> **Source data**
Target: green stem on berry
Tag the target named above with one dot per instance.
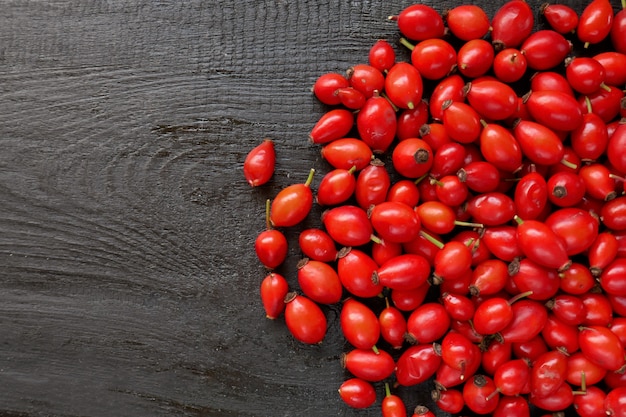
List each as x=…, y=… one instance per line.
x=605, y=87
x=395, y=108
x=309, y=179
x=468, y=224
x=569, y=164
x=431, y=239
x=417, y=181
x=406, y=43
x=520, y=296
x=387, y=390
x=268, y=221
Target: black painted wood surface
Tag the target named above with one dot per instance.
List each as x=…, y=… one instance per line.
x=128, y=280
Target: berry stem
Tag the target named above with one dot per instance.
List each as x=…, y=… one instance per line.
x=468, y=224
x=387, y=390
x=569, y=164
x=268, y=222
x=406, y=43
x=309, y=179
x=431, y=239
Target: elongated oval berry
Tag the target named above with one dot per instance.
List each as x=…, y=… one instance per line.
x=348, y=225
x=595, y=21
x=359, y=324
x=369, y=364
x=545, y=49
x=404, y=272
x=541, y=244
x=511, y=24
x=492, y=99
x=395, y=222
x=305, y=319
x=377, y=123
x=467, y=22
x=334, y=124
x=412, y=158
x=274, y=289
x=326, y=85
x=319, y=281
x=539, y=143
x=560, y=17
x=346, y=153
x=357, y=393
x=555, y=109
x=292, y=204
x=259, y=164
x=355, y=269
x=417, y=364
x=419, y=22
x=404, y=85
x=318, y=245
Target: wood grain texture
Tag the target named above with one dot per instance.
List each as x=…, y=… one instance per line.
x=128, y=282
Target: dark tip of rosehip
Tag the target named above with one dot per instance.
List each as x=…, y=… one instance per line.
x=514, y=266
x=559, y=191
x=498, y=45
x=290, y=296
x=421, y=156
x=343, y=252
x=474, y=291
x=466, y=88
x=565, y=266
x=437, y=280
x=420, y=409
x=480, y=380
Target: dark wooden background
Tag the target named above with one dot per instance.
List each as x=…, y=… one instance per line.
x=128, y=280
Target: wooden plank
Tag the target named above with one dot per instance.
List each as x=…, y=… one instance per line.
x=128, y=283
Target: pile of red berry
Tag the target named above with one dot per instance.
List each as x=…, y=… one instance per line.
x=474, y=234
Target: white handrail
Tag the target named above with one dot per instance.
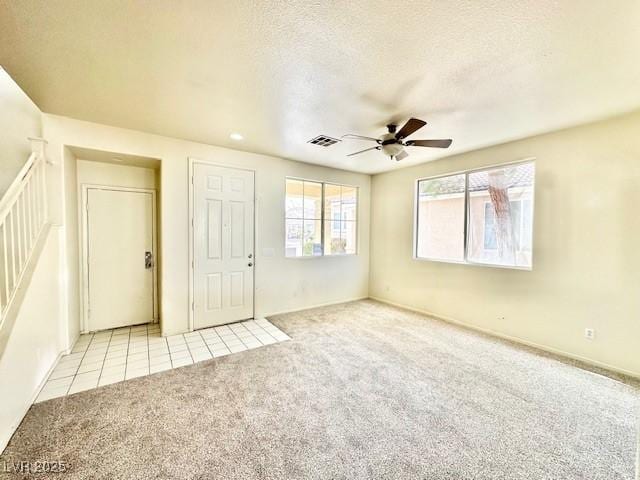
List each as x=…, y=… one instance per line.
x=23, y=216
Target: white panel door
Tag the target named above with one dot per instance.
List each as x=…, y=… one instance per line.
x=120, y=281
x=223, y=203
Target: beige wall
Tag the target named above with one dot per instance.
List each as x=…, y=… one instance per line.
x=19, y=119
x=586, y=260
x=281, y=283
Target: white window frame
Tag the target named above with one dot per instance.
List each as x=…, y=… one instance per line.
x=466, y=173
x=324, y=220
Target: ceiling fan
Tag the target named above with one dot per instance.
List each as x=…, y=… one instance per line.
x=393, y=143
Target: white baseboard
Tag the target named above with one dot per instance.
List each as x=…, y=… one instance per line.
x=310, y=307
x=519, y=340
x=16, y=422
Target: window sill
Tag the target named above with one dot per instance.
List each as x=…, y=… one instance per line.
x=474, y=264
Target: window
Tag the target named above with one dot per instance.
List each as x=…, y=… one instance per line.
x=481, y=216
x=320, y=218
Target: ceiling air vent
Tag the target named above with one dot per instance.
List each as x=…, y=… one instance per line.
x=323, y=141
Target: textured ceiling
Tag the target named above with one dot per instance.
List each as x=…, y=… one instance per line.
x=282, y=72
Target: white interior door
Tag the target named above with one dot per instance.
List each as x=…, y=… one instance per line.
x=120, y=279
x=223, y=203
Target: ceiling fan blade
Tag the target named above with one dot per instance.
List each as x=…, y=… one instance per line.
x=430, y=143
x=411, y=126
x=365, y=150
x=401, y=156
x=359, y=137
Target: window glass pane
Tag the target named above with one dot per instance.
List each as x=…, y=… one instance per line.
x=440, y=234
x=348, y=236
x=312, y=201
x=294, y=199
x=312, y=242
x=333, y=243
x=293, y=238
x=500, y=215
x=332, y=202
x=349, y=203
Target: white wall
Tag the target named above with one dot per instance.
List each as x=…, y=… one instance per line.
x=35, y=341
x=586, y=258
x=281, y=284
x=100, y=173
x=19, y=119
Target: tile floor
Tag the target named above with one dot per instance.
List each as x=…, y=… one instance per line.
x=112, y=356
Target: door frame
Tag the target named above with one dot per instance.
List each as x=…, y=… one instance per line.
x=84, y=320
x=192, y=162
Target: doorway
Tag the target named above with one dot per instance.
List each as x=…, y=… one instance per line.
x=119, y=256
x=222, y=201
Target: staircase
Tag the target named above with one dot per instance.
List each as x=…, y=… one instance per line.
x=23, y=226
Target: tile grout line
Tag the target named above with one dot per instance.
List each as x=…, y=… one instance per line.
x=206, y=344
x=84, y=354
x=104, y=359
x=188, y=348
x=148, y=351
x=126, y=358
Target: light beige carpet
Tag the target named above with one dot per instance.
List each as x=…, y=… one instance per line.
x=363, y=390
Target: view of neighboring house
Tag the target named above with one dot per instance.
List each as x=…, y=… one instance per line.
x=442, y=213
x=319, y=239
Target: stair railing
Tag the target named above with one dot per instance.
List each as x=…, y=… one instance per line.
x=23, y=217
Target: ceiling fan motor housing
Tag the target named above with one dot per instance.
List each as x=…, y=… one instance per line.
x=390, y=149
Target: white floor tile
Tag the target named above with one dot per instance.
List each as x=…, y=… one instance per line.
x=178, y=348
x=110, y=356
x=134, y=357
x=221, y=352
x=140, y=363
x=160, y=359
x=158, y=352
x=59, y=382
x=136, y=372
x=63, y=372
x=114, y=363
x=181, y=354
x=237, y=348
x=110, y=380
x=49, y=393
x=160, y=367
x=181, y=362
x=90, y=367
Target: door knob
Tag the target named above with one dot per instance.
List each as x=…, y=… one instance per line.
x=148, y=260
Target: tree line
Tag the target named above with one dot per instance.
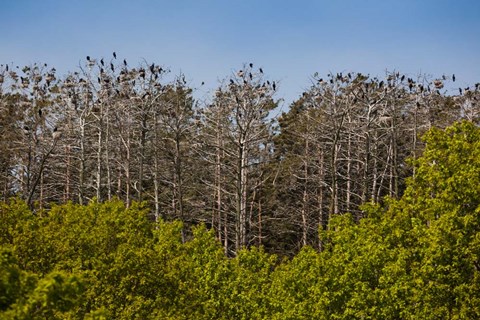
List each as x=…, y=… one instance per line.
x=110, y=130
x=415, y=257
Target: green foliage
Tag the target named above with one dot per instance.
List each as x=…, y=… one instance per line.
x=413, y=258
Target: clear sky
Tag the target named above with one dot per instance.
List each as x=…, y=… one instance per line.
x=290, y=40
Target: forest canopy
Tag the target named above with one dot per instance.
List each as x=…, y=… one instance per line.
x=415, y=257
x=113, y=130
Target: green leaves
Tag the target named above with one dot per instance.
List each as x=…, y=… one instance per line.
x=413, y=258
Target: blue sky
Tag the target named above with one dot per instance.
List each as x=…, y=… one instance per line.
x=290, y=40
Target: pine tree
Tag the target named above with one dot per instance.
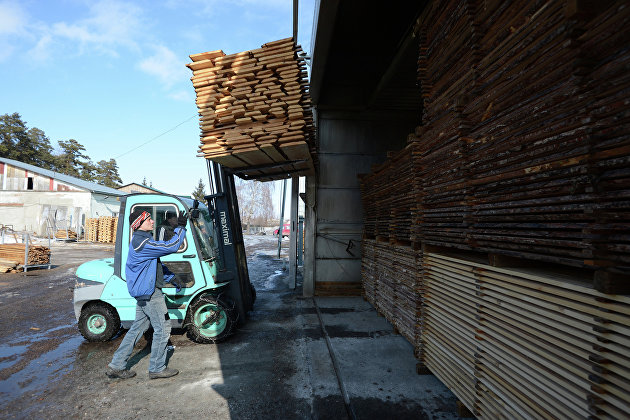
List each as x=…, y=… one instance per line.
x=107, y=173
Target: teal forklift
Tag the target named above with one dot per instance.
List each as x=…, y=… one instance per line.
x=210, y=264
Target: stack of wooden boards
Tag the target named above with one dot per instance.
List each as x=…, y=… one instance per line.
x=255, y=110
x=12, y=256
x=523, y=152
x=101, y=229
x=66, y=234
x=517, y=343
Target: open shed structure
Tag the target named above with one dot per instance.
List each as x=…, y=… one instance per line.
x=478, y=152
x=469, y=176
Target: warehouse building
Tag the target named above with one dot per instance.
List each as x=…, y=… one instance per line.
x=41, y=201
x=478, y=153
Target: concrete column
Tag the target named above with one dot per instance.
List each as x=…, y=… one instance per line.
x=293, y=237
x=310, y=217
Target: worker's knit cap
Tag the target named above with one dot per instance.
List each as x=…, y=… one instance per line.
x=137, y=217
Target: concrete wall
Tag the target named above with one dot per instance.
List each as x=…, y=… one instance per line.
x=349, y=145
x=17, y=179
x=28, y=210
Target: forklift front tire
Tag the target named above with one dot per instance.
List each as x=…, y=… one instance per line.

> **Your objective**
Rewrite every line of the records above as a numbered list, skipping any blank lines and leaving out the pictures.

> **Finished task**
1. Target: green stem on berry
2. Tag the target named above with one dot per instance.
3. List each as x=…, y=… one instance per line.
4. x=605, y=87
5. x=395, y=108
6. x=309, y=179
7. x=468, y=224
8. x=569, y=164
9. x=431, y=239
10. x=417, y=181
11. x=406, y=43
12. x=520, y=296
13. x=387, y=390
14. x=268, y=221
15. Target: black painted wood surface
16. Tag the target named above with one dot per instance.
17. List each as x=…, y=… one instance per line.
18. x=128, y=280
19. Target: berry stem
20. Tag the target named above with one dot per instance.
21. List each as x=…, y=… one instance per line.
22. x=468, y=224
23. x=387, y=390
24. x=569, y=164
25. x=268, y=222
26. x=406, y=43
27. x=309, y=179
28. x=431, y=239
29. Target: elongated oval berry
30. Tag the target named above with one dot per instance.
31. List each as x=…, y=… one instance per line.
32. x=348, y=225
33. x=595, y=21
34. x=359, y=324
35. x=369, y=364
36. x=545, y=49
37. x=404, y=272
38. x=541, y=244
39. x=511, y=24
40. x=492, y=99
41. x=395, y=222
42. x=305, y=319
43. x=377, y=123
44. x=467, y=22
45. x=334, y=124
46. x=412, y=158
47. x=274, y=289
48. x=326, y=85
49. x=319, y=281
50. x=539, y=143
51. x=560, y=17
52. x=346, y=153
53. x=357, y=393
54. x=555, y=109
55. x=292, y=204
56. x=259, y=164
57. x=355, y=269
58. x=417, y=364
59. x=419, y=22
60. x=404, y=85
61. x=318, y=245
62. Target: wood grain texture
63. Tag the target named above with one dot per instance.
64. List each as x=…, y=… one instance per line.
65. x=128, y=282
66. Target: dark tip of rosehip
67. Tag the target named above with one dot per instance.
68. List each as x=…, y=… one instance per line.
69. x=514, y=266
70. x=559, y=191
71. x=498, y=45
72. x=290, y=296
73. x=421, y=156
74. x=343, y=252
75. x=474, y=291
76. x=466, y=88
77. x=565, y=266
78. x=437, y=280
79. x=420, y=409
80. x=480, y=380
81. Target: dark wooden background
82. Tag the target named above with one dot per instance.
83. List each as x=…, y=… one instance per line.
84. x=128, y=280
85. Target: wooden plank
86. Tag the target named above with one dot per instance.
87. List each as x=…, y=… one instance per line.
88. x=128, y=283
89. Target: pile of red berry
90. Tag the target named above with one dot per instance.
91. List each as x=…, y=… one instance per line.
92. x=474, y=234
93. Target: white handrail
94. Tag the target named above with one dot per instance.
95. List each as x=…, y=… one instance per line.
96. x=23, y=216
97. Target: white panel door
98. Tag the target named above with one dot per instance.
99. List each as x=…, y=… one instance per line.
100. x=120, y=281
101. x=223, y=203
102. Target: beige wall
103. Tag the target named above with one dot per instance.
104. List each as x=…, y=… one instance per line.
105. x=19, y=119
106. x=586, y=260
107. x=281, y=283
108. Target: white window frame
109. Tag the target named above with one dot per instance.
110. List each as x=…, y=… one instance per line.
111. x=466, y=173
112. x=324, y=220
113. Target: ceiling fan
114. Tag the target named above with one dot per instance.
115. List each as x=…, y=… one instance per line.
116. x=393, y=143
117. Target: white baseboard
118. Tag the target named above with one dot per instance.
119. List each as x=…, y=… one instance per line.
120. x=310, y=307
121. x=519, y=340
122. x=16, y=422
123. Target: window sill
124. Tag the target named above with one dot per instance.
125. List each as x=…, y=… one instance per line.
126. x=474, y=264
127. Target: window
128. Tag the target named above with one dot per instance.
129. List each as x=…, y=… one instance per line.
130. x=481, y=216
131. x=320, y=218
132. Target: ceiling air vent
133. Tag the target named above with one dot per instance.
134. List each as x=…, y=… one instance per line.
135. x=323, y=141
136. Target: textured ceiling
137. Tag the target named above with one dot per instance.
138. List each as x=…, y=… one instance per line.
139. x=282, y=72
140. Target: white interior door
141. Tag the target named above with one dot per instance.
142. List each as x=…, y=… one instance per line.
143. x=120, y=279
144. x=223, y=203
145. Target: ceiling fan blade
146. Tag the target named above with one dot per instance.
147. List each as x=…, y=… one instance per line.
148. x=430, y=143
149. x=411, y=126
150. x=365, y=150
151. x=401, y=156
152. x=359, y=137
153. Target: window glass pane
154. Tag the target named above with one dot per instance.
155. List each as x=…, y=… one instance per line.
156. x=440, y=234
157. x=348, y=236
158. x=312, y=201
159. x=294, y=199
160. x=312, y=242
161. x=333, y=243
162. x=293, y=238
163. x=500, y=215
164. x=332, y=202
165. x=349, y=203
166. Target: white wall
167. Tag the target named above with one dot per instance.
168. List each as x=…, y=… one instance per line.
169. x=35, y=341
170. x=586, y=258
171. x=281, y=284
172. x=100, y=173
173. x=19, y=119
174. Target: tile floor
175. Tag the target named above with one dot per instance.
176. List each as x=…, y=… one instance per line.
177. x=112, y=356
178. Target: door frame
179. Tag the target named above with one dot per instance.
180. List each as x=…, y=… one instance per line.
181. x=84, y=320
182. x=192, y=162
183. Target: doorway
184. Tag the target named above with one dot per instance.
185. List each as x=…, y=… one instance per line.
186. x=119, y=256
187. x=222, y=201
188. Target: staircase
189. Tag the target named above with one dot per instance.
190. List each as x=…, y=… one instance per line.
191. x=23, y=226
192. Target: tile grout line
193. Tag the target named above with one dot per instance.
194. List each as x=…, y=… one instance per line.
195. x=206, y=344
196. x=84, y=354
197. x=104, y=359
198. x=188, y=348
199. x=148, y=351
200. x=126, y=358
201. Target: light beige carpet
202. Tag the target named above with one dot per instance.
203. List each as x=…, y=… one instance per line.
204. x=363, y=390
205. Target: view of neighboring house
206. Tag the target named above with one dot per instance.
207. List each as x=…, y=… one instance per line.
208. x=442, y=213
209. x=319, y=239
210. Target: stair railing
211. Tag the target named above with one dot per instance.
212. List each as x=…, y=… one instance per line.
213. x=23, y=217
214. Target: ceiling fan motor housing
215. Tag the target named above with one dot per instance.
216. List each as x=…, y=… one instance per line.
217. x=390, y=149
218. Target: white floor tile
219. Tag the target named above with one dot per instance.
220. List each as x=…, y=… one instance per line.
221. x=178, y=348
222. x=110, y=356
223. x=134, y=357
224. x=221, y=352
225. x=140, y=363
226. x=160, y=359
227. x=158, y=352
228. x=59, y=382
229. x=136, y=372
230. x=63, y=372
231. x=114, y=363
232. x=181, y=354
233. x=237, y=348
234. x=110, y=380
235. x=49, y=393
236. x=160, y=367
237. x=181, y=362
238. x=90, y=367
239. Target: door knob
240. Tag the target named above with one dot per instance.
241. List each as x=…, y=… one instance per line.
242. x=148, y=260
243. Target: tree line
244. Tag the target named above with one dot per instance.
245. List each as x=…, y=… one instance per line.
246. x=110, y=130
247. x=415, y=257
248. Target: green foliage
249. Tag the target named above with one dot per instance.
250. List each as x=…, y=… one instance per line.
251. x=413, y=258
252. Target: clear sky
253. Tag the target named above with one dot per instance.
254. List each as x=…, y=… one instance per line.
255. x=290, y=40
256. Target: forest canopy
257. Tag the target named above with one dot per instance.
258. List each as x=…, y=… one instance per line.
259. x=415, y=257
260. x=113, y=130
261. Target: green leaves
262. Tag the target named above with one dot per instance.
263. List each as x=…, y=… one instance per line.
264. x=413, y=258
265. Target: blue sky
266. Tag the target named above with one dot per instance.
267. List each as x=…, y=… one instance per line.
268. x=290, y=40
269. Target: pine tree
270. Tag the target named above with one dot per instance.
271. List each as x=…, y=… one instance per line.
272. x=107, y=173
273. Target: teal forklift
274. Tag the target named above with one dot per instance.
275. List each as x=…, y=… one instance per line.
276. x=210, y=264
277. Target: stack of wooden boards
278. Tag the target named above with one dot per instance.
279. List each as x=…, y=… one instance per line.
280. x=255, y=110
281. x=12, y=256
282. x=523, y=152
283. x=101, y=229
284. x=66, y=234
285. x=517, y=343
286. Target: open shed structure
287. Tag the target named above with one dot per instance.
288. List each as x=…, y=… one instance per line.
289. x=478, y=152
290. x=469, y=176
291. Target: warehouse building
292. Tag the target named above with one dot per instance.
293. List each as x=…, y=… one instance per line.
294. x=41, y=201
295. x=478, y=153
296. Target: concrete column
297. Tag the target named above with one dot per instance.
298. List each as x=…, y=… one instance per line.
299. x=293, y=237
300. x=310, y=217
301. Target: worker's knit cap
302. Tag the target named above with one dot per instance.
303. List each as x=…, y=… one instance per line.
304. x=137, y=217
305. Target: concrete wall
306. Tag the target named above with one dot per instance.
307. List each as x=…, y=… one instance per line.
308. x=349, y=145
309. x=17, y=179
310. x=28, y=210
311. Target: forklift front tire
312. Tag the target named above with one dot per instance.
313. List each as x=…, y=… one instance per line.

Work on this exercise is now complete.